Records for identifying positions
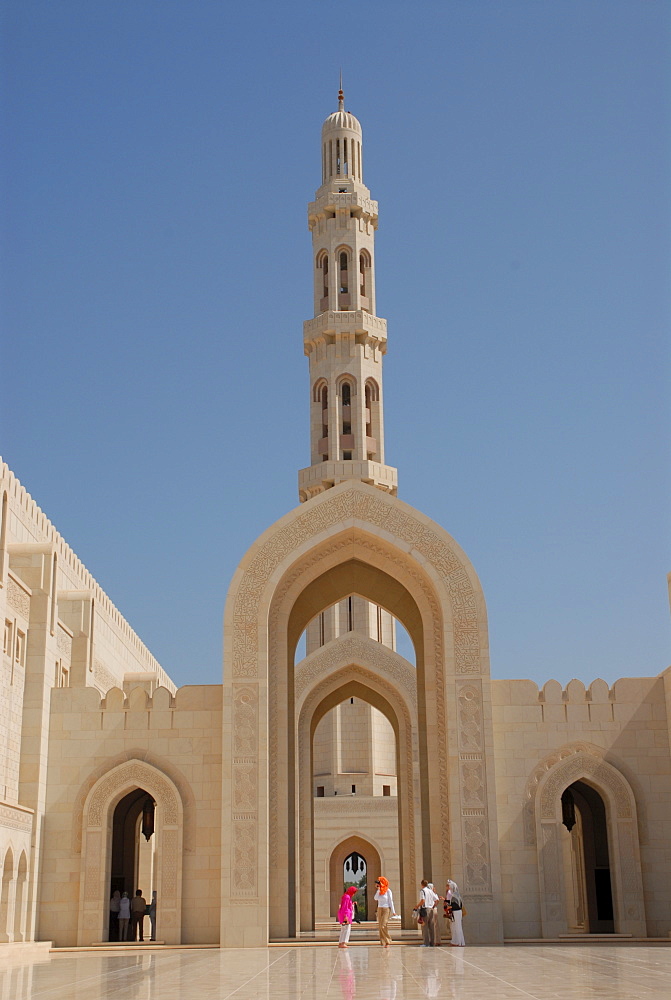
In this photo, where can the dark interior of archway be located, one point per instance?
(355, 689)
(124, 841)
(355, 577)
(596, 858)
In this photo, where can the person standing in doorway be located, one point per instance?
(138, 908)
(124, 916)
(455, 903)
(345, 916)
(114, 915)
(427, 901)
(385, 909)
(436, 921)
(152, 915)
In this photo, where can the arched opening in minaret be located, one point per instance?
(586, 860)
(343, 281)
(322, 280)
(373, 436)
(364, 280)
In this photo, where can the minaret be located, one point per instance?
(345, 341)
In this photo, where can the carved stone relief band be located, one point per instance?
(473, 789)
(245, 768)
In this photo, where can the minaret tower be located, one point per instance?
(345, 341)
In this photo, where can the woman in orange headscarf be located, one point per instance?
(385, 909)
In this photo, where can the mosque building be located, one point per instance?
(248, 805)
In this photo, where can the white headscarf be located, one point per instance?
(454, 889)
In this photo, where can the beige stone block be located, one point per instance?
(160, 719)
(113, 720)
(137, 721)
(577, 714)
(554, 712)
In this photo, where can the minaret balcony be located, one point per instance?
(322, 476)
(350, 322)
(330, 201)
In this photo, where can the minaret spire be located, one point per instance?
(345, 341)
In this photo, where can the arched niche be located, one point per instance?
(623, 843)
(337, 858)
(352, 539)
(97, 824)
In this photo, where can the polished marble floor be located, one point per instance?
(578, 972)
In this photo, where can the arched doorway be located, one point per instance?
(571, 897)
(589, 894)
(354, 681)
(354, 873)
(353, 539)
(129, 785)
(133, 846)
(338, 871)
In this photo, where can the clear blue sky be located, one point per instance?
(158, 160)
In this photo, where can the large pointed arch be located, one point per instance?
(352, 539)
(98, 811)
(355, 680)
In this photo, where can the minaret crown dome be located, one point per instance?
(341, 120)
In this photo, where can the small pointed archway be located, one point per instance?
(596, 780)
(340, 854)
(97, 836)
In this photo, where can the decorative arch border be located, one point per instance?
(578, 764)
(166, 768)
(408, 790)
(388, 531)
(97, 822)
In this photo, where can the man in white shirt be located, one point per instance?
(428, 899)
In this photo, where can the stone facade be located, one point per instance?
(551, 808)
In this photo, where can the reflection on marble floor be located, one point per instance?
(579, 972)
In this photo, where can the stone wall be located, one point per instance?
(628, 727)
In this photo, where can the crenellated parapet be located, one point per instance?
(519, 701)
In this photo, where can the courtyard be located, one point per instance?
(366, 972)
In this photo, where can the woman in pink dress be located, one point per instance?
(346, 916)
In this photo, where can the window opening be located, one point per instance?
(344, 280)
(354, 873)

- YOUR GOAL
Please render every line of the records above as a Markdown table with the columns Row and Line, numbering each row and skipping blank lines. Leave the pictures out.

- IN RESPONSE
| Row | Line |
|---|---|
| 1 | In this photo, where can the dark interior of archway be located, one point per instance? |
| 2 | (355, 689) |
| 3 | (124, 841) |
| 4 | (355, 577) |
| 5 | (596, 858) |
| 6 | In this photo, where can the person standing in doorway be located, one point per instance? |
| 7 | (138, 908) |
| 8 | (124, 916) |
| 9 | (455, 903) |
| 10 | (345, 916) |
| 11 | (114, 915) |
| 12 | (427, 901) |
| 13 | (385, 909) |
| 14 | (436, 921) |
| 15 | (152, 915) |
| 16 | In this photo, where can the arched opening in minaret be located, one point per instance? |
| 17 | (586, 860) |
| 18 | (343, 281) |
| 19 | (322, 280) |
| 20 | (373, 436) |
| 21 | (364, 280) |
| 22 | In this photo, where can the minaret be located, one point per instance? |
| 23 | (345, 341) |
| 24 | In this photo, where can the carved stone relief band be located, one point per instance? |
| 25 | (473, 789) |
| 26 | (245, 768) |
| 27 | In this photo, where can the minaret tower be located, one point per instance? |
| 28 | (345, 341) |
| 29 | In this photo, where can the woman in orange headscarf be located, one point per instance? |
| 30 | (385, 909) |
| 31 | In this photo, where can the mosque building be located, one point per instance? |
| 32 | (248, 805) |
| 33 | In this photo, where can the white headscarf be located, one point per instance? |
| 34 | (454, 889) |
| 35 | In this photo, where can the beige stone block be located, one point per instance? |
| 36 | (160, 719) |
| 37 | (113, 720) |
| 38 | (137, 721) |
| 39 | (577, 714) |
| 40 | (554, 712) |
| 41 | In this photo, where can the minaret balcony be located, one point per instance? |
| 42 | (322, 476) |
| 43 | (350, 322) |
| 44 | (330, 201) |
| 45 | In this photo, where can the minaret spire be located, one point per instance? |
| 46 | (345, 341) |
| 47 | In this photo, where can the arched niche be located, one point per instance? |
| 48 | (623, 843) |
| 49 | (337, 858) |
| 50 | (352, 539) |
| 51 | (97, 824) |
| 52 | In this photo, where can the polished marble floor be located, one point per instance? |
| 53 | (578, 972) |
| 54 | In this photo, where can the arched doorway be located, one point per instance? |
| 55 | (571, 897) |
| 56 | (589, 894) |
| 57 | (354, 681) |
| 58 | (354, 873) |
| 59 | (353, 539) |
| 60 | (129, 785) |
| 61 | (133, 846) |
| 62 | (338, 871) |
| 63 | In this photo, where can the clear blue sky be located, one point per instance? |
| 64 | (158, 160) |
| 65 | In this photo, where can the large pointed arch be located, one point per instance? |
| 66 | (352, 539) |
| 67 | (98, 811) |
| 68 | (355, 680) |
| 69 | In this photo, where can the minaret crown dome be located, one point per instance? |
| 70 | (341, 120) |
| 71 | In this photo, where can the small pointed archway be located, one point per instance? |
| 72 | (596, 780) |
| 73 | (340, 854) |
| 74 | (97, 836) |
| 75 | In this photo, where can the decorative arch border be located, one point per instance? |
| 76 | (578, 764) |
| 77 | (166, 768) |
| 78 | (408, 790) |
| 79 | (388, 531) |
| 80 | (97, 822) |
| 81 | In this photo, where can the man in white shirt be located, one point per instance? |
| 82 | (428, 899) |
| 83 | In this photo, where can the stone facade be located, one point per instance? |
| 84 | (551, 808) |
| 85 | In this photo, where can the reflection on marble floor be located, one point per instance? |
| 86 | (579, 972) |
| 87 | In this photo, where can the stone wall be located, one point per instance? |
| 88 | (628, 727) |
| 89 | In this photo, where can the crenellated parapet be located, one point per instance? |
| 90 | (519, 701) |
| 91 | In this photo, where can the courtyard be located, one point per instance? |
| 92 | (366, 972) |
| 93 | In this photo, where can the woman in pink dress be located, one point per instance? |
| 94 | (346, 916) |
| 95 | In this photo, where can the window opening be located, one point per instance? |
| 96 | (344, 280) |
| 97 | (354, 873) |